Source document:
--- Start ---

Carriglea Park was an industrial school in Dún Laoghaire, Ireland. The Christian Brothers purchased the property in 1893. 

It was first certified as an Industrial School in 1894 and started operating in 1896. It was located in Kill O'The Grange in south County Dublin, at the junction of Kill Avenue and Rochestown Avenue. The site is now the location of the Quadrangle Building in Dún Laoghaire Institute of Art, Design and Technology, a third level institute of technology with over 2000 students.

History
The property originally consisted of the 'Ruby Hall' mansion and 40 acres of land, which was increased to  by the purchase of a nearby farm. In 1946 purchase of land intended for a secondary school increased the size of the property to .

The idea behind establishing Carriglea was that it would be "Artane on a small scale".

The mansion was used as residence for the Christian Brothers and a separate building was built for the dormitory, dining room, kitchen and classrooms.

--- End ---

Task instructions:
[a] From the listing below, copy the lines from the one containing "like x=674 y=639." through the end of the listing, with every coordinate in the answers moved by 118, and leave out the pictures.
[b] Pick up the Carriglea Park text after its last sentence and continue it.
The Carriglea Park text and the listing come from separate sources.

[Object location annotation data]

--- Start ---

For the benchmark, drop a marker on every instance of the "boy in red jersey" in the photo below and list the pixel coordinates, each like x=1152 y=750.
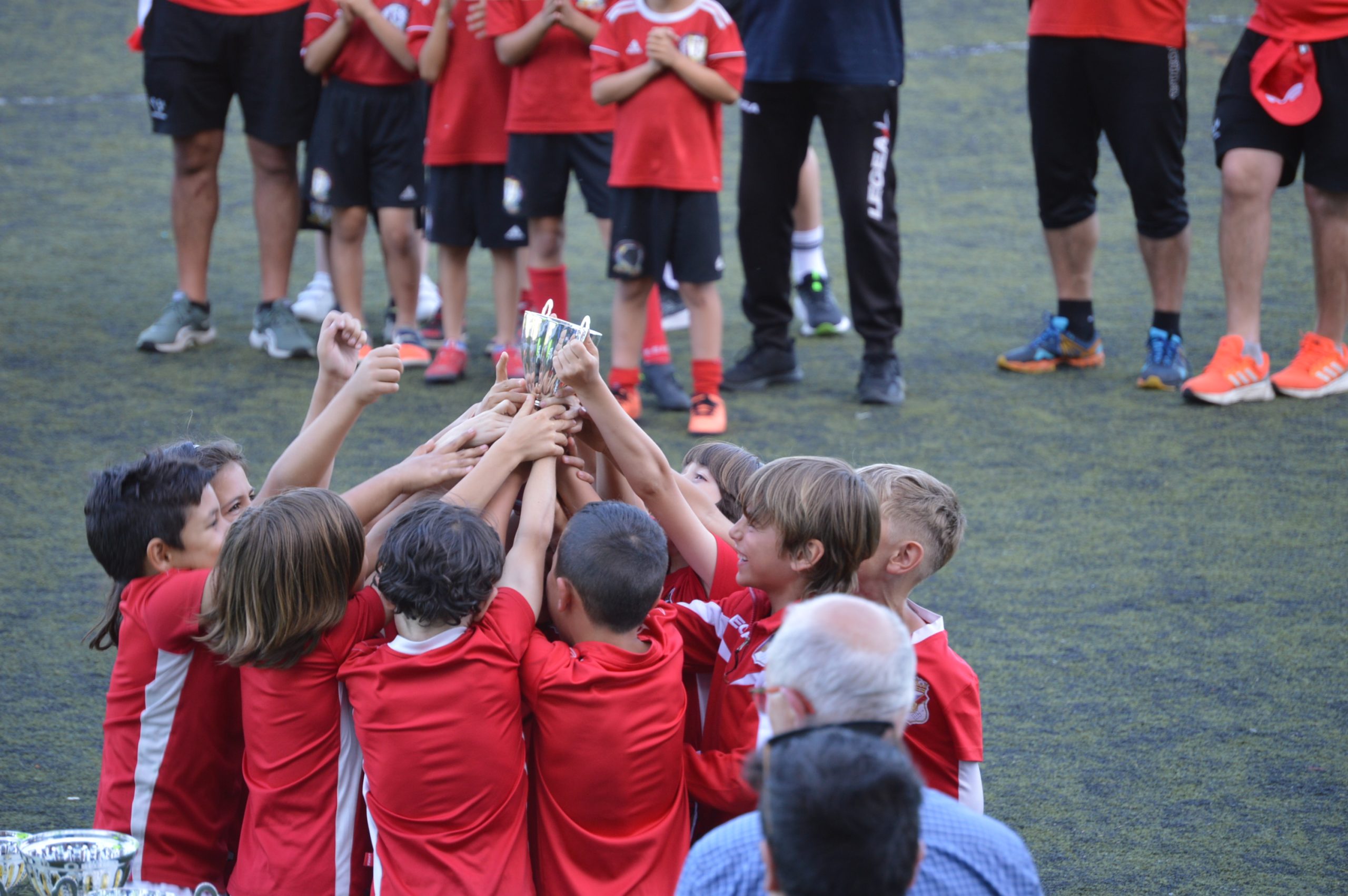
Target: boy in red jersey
x=607 y=714
x=921 y=529
x=465 y=177
x=669 y=65
x=439 y=712
x=173 y=739
x=554 y=128
x=366 y=150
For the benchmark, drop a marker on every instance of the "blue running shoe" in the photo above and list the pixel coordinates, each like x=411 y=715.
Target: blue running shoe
x=1053 y=348
x=1166 y=367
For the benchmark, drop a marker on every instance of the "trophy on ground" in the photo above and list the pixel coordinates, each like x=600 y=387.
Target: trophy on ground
x=541 y=337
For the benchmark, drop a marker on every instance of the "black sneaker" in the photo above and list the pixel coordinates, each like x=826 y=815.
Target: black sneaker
x=673 y=312
x=880 y=382
x=762 y=367
x=658 y=379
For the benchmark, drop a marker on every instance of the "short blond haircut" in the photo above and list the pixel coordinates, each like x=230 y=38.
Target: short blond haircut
x=921 y=504
x=817 y=497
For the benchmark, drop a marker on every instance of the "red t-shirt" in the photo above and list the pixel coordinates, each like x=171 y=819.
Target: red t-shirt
x=1159 y=22
x=441 y=728
x=945 y=726
x=172 y=739
x=550 y=93
x=666 y=135
x=608 y=808
x=363 y=58
x=468 y=102
x=305 y=825
x=1308 y=21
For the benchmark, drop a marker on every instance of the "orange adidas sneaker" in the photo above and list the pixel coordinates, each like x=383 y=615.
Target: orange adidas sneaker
x=1319 y=370
x=708 y=415
x=1231 y=376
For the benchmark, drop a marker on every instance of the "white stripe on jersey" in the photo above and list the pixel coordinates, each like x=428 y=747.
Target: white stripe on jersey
x=162 y=697
x=350 y=772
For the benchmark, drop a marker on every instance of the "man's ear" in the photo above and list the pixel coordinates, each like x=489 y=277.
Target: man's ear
x=905 y=558
x=158 y=557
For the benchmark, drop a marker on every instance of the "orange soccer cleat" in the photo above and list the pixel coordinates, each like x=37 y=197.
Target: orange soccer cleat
x=1231 y=376
x=1319 y=370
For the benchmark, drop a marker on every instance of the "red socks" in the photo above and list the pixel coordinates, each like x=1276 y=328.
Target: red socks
x=707 y=376
x=549 y=283
x=656 y=348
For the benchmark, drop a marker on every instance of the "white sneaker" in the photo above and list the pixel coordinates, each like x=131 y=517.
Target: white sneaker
x=314 y=301
x=428 y=300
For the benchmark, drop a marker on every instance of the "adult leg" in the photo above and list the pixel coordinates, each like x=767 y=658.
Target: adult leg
x=196 y=203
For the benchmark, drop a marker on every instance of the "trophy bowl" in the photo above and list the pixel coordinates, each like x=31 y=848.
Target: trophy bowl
x=542 y=335
x=11 y=863
x=77 y=861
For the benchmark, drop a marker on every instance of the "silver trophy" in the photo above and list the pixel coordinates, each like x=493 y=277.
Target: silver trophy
x=76 y=863
x=11 y=863
x=542 y=336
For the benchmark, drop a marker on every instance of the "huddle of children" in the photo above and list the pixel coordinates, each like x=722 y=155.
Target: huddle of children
x=472 y=674
x=523 y=95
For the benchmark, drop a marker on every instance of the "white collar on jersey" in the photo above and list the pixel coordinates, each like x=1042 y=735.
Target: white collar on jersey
x=413 y=649
x=933 y=623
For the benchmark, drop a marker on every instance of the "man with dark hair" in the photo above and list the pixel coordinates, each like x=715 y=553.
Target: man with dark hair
x=840 y=814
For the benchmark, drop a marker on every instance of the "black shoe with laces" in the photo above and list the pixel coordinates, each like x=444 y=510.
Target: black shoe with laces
x=880 y=382
x=658 y=379
x=762 y=367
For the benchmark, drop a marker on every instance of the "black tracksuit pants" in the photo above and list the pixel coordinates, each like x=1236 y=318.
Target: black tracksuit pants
x=859 y=126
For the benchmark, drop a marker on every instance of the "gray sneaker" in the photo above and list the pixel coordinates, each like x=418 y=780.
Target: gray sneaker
x=278 y=333
x=181 y=326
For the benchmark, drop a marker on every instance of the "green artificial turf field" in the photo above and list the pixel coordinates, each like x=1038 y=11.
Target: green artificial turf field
x=1149 y=591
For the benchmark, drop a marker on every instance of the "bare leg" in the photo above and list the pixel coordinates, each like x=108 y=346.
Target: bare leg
x=506 y=293
x=1168 y=267
x=196 y=203
x=1248 y=181
x=277 y=213
x=1072 y=255
x=348 y=259
x=402 y=266
x=1330 y=243
x=453 y=288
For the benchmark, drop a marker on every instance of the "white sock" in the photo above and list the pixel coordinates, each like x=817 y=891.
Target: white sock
x=808 y=254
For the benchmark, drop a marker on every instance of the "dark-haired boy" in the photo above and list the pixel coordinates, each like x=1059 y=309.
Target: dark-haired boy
x=437 y=709
x=608 y=714
x=173 y=735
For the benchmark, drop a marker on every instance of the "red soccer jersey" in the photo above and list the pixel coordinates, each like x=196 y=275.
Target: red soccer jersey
x=441 y=728
x=1311 y=21
x=363 y=58
x=945 y=726
x=666 y=135
x=550 y=93
x=305 y=829
x=1159 y=22
x=468 y=103
x=608 y=721
x=172 y=739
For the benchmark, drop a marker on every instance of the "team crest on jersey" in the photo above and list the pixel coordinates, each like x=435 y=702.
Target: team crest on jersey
x=513 y=194
x=320 y=185
x=693 y=46
x=920 y=713
x=397 y=14
x=629 y=256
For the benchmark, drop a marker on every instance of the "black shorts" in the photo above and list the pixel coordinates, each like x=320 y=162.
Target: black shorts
x=197 y=61
x=1241 y=123
x=540 y=169
x=1135 y=95
x=653 y=225
x=464 y=206
x=367 y=147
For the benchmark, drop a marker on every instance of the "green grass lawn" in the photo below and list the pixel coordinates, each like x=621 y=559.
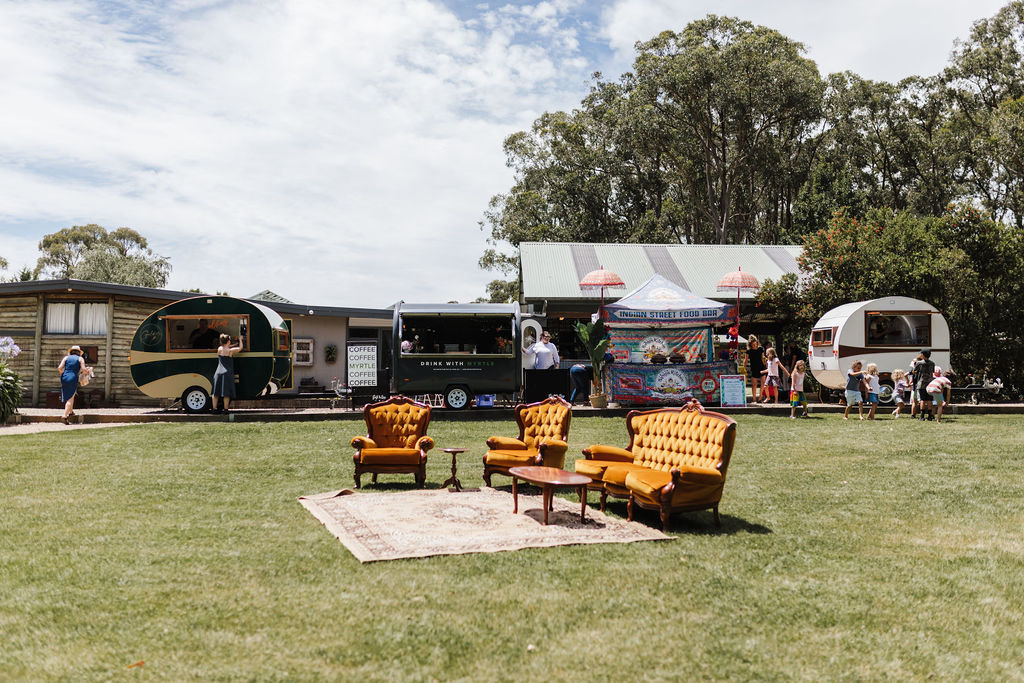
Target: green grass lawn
x=855 y=550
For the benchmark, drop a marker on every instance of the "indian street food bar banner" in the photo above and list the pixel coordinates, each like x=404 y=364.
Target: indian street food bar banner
x=662 y=302
x=680 y=344
x=667 y=385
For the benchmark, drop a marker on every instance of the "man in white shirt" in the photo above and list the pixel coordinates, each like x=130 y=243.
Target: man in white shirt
x=545 y=353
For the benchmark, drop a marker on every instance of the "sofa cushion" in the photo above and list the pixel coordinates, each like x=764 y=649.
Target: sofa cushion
x=665 y=440
x=647 y=484
x=389 y=456
x=595 y=468
x=615 y=474
x=510 y=458
x=397 y=424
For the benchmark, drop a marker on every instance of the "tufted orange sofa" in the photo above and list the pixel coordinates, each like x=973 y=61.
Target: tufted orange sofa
x=544 y=427
x=676 y=461
x=396 y=439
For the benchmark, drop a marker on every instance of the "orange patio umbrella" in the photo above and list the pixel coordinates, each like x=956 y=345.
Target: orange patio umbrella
x=738 y=281
x=601 y=279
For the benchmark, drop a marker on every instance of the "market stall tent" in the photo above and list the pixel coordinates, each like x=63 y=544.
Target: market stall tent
x=662 y=342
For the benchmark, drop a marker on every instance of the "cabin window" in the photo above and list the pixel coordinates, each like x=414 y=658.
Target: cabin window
x=76 y=318
x=202 y=333
x=822 y=337
x=898 y=329
x=283 y=342
x=302 y=352
x=457 y=335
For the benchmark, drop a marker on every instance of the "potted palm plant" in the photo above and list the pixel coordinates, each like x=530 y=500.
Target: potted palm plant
x=595 y=342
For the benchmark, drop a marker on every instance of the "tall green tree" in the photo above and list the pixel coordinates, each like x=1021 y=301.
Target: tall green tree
x=90 y=252
x=985 y=83
x=965 y=263
x=733 y=94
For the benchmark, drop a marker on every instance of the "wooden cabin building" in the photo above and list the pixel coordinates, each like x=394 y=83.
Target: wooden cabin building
x=45 y=317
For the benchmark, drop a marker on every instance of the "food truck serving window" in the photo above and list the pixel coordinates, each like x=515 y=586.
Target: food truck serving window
x=202 y=333
x=457 y=334
x=822 y=336
x=898 y=329
x=283 y=342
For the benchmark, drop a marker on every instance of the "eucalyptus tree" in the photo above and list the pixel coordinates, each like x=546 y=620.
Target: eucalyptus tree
x=985 y=81
x=90 y=252
x=732 y=93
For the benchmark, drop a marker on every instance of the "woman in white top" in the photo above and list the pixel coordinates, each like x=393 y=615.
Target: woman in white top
x=545 y=353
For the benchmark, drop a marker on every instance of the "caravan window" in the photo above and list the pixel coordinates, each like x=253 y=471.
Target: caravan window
x=457 y=334
x=202 y=333
x=822 y=336
x=898 y=329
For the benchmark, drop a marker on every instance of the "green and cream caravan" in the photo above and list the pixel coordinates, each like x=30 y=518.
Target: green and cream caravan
x=174 y=351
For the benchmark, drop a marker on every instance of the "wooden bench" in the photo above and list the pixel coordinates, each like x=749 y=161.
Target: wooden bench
x=676 y=461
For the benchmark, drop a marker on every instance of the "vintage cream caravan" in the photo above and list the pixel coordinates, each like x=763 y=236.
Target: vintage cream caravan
x=888 y=332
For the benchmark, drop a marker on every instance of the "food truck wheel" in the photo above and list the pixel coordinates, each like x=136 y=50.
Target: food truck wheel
x=457 y=397
x=886 y=391
x=196 y=399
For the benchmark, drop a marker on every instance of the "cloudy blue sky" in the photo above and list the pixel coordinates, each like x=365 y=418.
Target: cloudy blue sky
x=340 y=153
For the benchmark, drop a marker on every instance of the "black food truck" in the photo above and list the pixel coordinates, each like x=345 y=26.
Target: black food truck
x=457 y=350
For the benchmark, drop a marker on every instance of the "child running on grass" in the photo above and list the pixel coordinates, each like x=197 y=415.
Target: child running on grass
x=871 y=375
x=771 y=375
x=940 y=389
x=797 y=396
x=853 y=377
x=899 y=377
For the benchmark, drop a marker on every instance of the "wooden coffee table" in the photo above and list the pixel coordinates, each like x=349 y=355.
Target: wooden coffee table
x=549 y=479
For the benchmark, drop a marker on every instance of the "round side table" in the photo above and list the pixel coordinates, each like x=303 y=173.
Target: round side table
x=454 y=480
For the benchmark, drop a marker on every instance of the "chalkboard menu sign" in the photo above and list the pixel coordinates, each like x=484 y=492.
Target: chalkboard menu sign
x=733 y=389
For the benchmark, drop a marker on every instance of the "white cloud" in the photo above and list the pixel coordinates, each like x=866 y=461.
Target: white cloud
x=337 y=153
x=878 y=39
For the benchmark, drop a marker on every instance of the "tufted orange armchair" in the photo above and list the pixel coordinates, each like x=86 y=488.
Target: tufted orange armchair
x=676 y=461
x=544 y=428
x=396 y=439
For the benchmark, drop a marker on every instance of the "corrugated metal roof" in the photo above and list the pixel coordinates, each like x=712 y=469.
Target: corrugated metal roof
x=550 y=270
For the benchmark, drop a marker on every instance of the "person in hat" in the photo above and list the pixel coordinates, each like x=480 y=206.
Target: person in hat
x=71 y=370
x=924 y=370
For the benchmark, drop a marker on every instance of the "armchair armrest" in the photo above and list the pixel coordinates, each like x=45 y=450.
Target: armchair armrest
x=552 y=453
x=506 y=443
x=364 y=442
x=695 y=475
x=612 y=453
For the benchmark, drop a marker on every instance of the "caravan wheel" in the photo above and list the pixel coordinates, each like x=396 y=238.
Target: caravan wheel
x=196 y=399
x=886 y=391
x=457 y=397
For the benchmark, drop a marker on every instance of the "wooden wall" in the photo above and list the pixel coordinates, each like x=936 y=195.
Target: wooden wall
x=22 y=318
x=17 y=319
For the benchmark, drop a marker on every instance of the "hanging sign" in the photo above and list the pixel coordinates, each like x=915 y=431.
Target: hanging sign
x=361 y=365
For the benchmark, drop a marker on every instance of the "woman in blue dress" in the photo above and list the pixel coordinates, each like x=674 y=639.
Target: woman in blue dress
x=71 y=368
x=223 y=379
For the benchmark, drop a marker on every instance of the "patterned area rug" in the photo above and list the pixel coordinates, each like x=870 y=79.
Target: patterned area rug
x=421 y=523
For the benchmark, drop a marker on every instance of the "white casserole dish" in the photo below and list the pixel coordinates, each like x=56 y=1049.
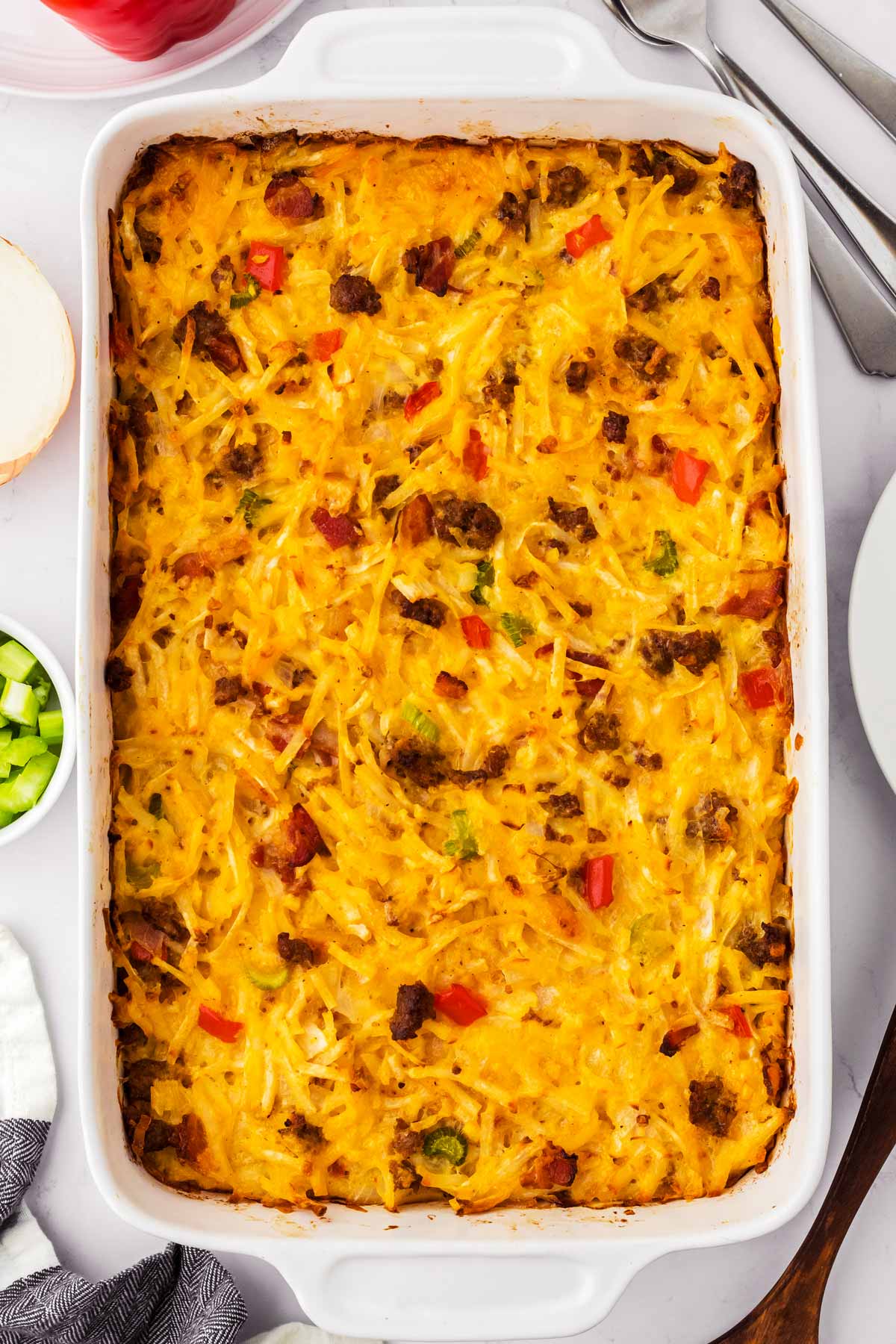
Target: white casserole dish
x=514 y=1273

--- End ---

Task answers:
[a]
For the benchmark, drop a marker on every instance of the "woman in blue dress" in the photo above and list the pixel coordinates, each like x=674 y=639.
Target: woman in blue dress
x=189 y=486
x=341 y=497
For the benchmark, drop a marker on every instance of the "patterned area rug" in the photo above and list the pixel coordinates, each like x=870 y=79.
Target: patterned area rug
x=539 y=641
For the benchmark, drop a marker on every instance of the "white casserole dish" in the photo below and list the pixel coordinates, each like x=56 y=1049.
Target: white casserole dish
x=632 y=1391

[b]
Closure
The school officially closed on 30 June 1954.

When the Congregation decided to close Carriglea Park, it decided that admissions to St Joseph's Industrial School, Letterfrack would be restricted to those boys whose offences would have resulted in a prison sentence for an adult. This was strongly opposed by the Department of Education and Skills, Department of Justice and members of the judiciary, but the Brothers were adamant and went ahead with the plan.

The Dún Laoghaire College of Art and Design moved to the site in the early 1980s, expanding into the Dún Laoghaire Institute of Art, Design and Technology (IADT) in 1997 with several more buildings constructed over the years.

Commission to Inquire into Child Abuse

Physical abuse

The Commission concluded that when discipline had broken down, the Congregation approved the appointment of a man known to practice excessive corporal punishment and that they considered this an appropriate approach.

Sexual abuse

The Commission concluded that there was a problem with abuse of boys by other boys. They noted that a Brother had been transferred from Artane Industrial school to Carriglea after concerns had been expressed about his friendship with a particular boy in Artane – this was condemned as "ill-judged and dangerous".

Two specific Brothers were noted as having histories of abuse – they were given the pseudonyms Brother Tristan and Brother Lancelin.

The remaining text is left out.